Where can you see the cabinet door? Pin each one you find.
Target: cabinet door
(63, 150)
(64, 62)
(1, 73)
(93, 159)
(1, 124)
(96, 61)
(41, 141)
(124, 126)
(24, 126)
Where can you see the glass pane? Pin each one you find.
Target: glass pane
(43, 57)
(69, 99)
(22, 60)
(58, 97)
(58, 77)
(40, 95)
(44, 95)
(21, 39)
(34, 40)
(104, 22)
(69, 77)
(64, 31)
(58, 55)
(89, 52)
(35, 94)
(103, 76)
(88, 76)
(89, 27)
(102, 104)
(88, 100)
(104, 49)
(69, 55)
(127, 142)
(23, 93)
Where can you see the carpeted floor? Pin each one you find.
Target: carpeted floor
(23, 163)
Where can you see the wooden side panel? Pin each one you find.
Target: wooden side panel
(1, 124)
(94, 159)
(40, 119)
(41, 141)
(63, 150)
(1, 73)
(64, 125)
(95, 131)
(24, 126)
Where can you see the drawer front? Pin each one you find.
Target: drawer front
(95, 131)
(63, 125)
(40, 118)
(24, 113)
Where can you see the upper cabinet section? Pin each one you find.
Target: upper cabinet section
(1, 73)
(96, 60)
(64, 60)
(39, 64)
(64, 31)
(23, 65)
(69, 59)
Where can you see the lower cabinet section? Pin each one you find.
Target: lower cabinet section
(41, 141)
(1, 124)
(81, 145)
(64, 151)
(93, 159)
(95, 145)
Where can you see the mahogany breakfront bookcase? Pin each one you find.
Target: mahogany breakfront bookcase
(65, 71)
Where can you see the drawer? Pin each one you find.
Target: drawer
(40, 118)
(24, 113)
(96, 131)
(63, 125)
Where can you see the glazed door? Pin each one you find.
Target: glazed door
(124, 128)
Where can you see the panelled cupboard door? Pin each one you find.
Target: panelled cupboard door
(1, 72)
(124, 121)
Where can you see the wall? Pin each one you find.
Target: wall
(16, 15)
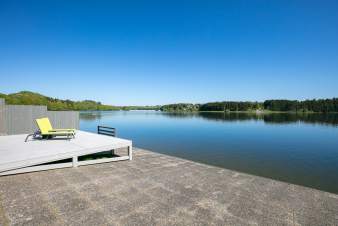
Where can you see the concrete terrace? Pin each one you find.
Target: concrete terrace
(155, 189)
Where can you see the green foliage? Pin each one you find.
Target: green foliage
(53, 104)
(231, 106)
(321, 105)
(180, 107)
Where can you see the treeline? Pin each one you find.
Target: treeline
(320, 105)
(54, 104)
(180, 107)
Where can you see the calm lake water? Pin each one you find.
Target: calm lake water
(300, 149)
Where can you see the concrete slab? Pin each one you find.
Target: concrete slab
(15, 153)
(174, 192)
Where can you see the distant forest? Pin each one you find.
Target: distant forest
(320, 105)
(54, 104)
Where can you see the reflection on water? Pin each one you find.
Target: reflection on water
(296, 148)
(278, 118)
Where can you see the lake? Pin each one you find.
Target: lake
(296, 148)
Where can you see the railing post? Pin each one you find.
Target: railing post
(130, 152)
(75, 161)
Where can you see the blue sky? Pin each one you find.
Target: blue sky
(158, 52)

===============

_Task directions_
When the line with "Target: carpeted floor" is reached in the data above, start copying there, and copy each line exactly until the line with "Where can you see the mahogany" has been copied; copy nothing else.

_Answer for the task_
Target: carpeted floor
(23, 163)
Where can you see the wooden side panel? Pin each one you find.
Target: wooden side panel
(1, 124)
(94, 159)
(40, 119)
(41, 141)
(63, 150)
(1, 73)
(64, 125)
(95, 131)
(24, 126)
Where can you see the drawer front? Pin each one you find.
Target: drawer front
(95, 131)
(63, 125)
(40, 118)
(24, 113)
Where can you see the upper cabinet section? Pin each one you find.
Target: upper cabinet section
(1, 73)
(96, 60)
(64, 60)
(39, 64)
(64, 31)
(23, 65)
(69, 59)
Where can you see the lower cabinet section? Pin each one you find.
Target: lower cabinet section
(41, 141)
(1, 124)
(81, 145)
(64, 151)
(93, 159)
(95, 145)
Where can you see the mahogany breakfront bookcase? Pin each one you find.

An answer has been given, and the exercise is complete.